## [EXERCISE PROMPT]
Can you write out the stretch from the line containing "Task: indicate the red" through the line containing "[(273, 86)]" again, switching every "chairlift" to "ski lift" and leaving everything else unchanged?
** Start **
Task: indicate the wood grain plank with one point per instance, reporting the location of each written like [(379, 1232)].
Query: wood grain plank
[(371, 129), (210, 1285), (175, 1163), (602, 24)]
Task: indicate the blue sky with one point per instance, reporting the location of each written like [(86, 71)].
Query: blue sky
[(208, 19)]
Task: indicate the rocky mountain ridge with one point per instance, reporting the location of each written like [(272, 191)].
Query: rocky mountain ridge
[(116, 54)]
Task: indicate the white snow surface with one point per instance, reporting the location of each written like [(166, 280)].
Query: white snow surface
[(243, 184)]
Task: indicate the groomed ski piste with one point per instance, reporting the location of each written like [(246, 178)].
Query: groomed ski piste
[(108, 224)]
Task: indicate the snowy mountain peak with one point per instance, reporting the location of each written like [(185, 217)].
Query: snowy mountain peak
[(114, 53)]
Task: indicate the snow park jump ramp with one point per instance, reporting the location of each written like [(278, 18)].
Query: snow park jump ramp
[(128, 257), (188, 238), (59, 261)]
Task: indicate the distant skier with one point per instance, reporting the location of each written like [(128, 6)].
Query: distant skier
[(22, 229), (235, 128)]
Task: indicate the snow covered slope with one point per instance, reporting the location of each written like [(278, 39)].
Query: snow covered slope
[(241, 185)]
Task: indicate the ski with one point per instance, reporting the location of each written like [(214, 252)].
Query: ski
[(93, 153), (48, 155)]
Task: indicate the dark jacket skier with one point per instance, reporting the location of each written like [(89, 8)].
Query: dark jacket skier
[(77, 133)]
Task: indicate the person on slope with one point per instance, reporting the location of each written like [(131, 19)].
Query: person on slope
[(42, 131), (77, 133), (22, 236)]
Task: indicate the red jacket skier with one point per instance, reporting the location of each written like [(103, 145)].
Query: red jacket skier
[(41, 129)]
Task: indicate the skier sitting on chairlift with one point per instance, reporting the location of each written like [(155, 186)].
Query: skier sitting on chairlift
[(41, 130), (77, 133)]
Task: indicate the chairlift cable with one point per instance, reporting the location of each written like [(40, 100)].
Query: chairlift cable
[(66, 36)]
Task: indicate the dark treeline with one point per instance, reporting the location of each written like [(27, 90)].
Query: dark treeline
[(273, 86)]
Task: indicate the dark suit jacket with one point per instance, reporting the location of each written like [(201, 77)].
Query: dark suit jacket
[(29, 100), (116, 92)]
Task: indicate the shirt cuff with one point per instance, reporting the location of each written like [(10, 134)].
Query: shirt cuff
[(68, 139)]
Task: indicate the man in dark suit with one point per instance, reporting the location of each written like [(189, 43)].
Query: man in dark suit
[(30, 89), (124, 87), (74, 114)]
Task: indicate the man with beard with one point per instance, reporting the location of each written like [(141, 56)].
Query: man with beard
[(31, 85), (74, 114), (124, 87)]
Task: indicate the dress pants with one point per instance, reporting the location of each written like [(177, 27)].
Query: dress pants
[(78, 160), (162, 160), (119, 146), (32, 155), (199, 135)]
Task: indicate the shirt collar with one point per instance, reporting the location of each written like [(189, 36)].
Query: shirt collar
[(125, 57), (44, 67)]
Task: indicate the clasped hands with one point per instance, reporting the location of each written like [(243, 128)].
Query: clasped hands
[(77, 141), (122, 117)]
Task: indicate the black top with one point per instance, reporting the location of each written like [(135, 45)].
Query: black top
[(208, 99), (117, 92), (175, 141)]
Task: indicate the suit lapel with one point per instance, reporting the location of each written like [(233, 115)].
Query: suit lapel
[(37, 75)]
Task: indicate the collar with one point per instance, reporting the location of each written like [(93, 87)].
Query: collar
** End **
## [FINISHED TASK]
Task: indicate the red jacket skier with one point per instance, reporting the location of each written like [(103, 145)].
Query: red jacket skier
[(41, 129)]
Task: indicate the skier sitting on ski lift with one point per instance, reporting the location of each written like [(155, 186)].
Query: skier sitting on ski lift
[(41, 130), (77, 133)]
Task: indicate the ski lift cable with one point per instance, reporting the location of each written like [(40, 100)].
Query: ski lift cable
[(66, 36)]
Task: indicate the dark treeline with one point per instance, reporting the location of each written like [(27, 90)].
Query: dark treeline
[(273, 86)]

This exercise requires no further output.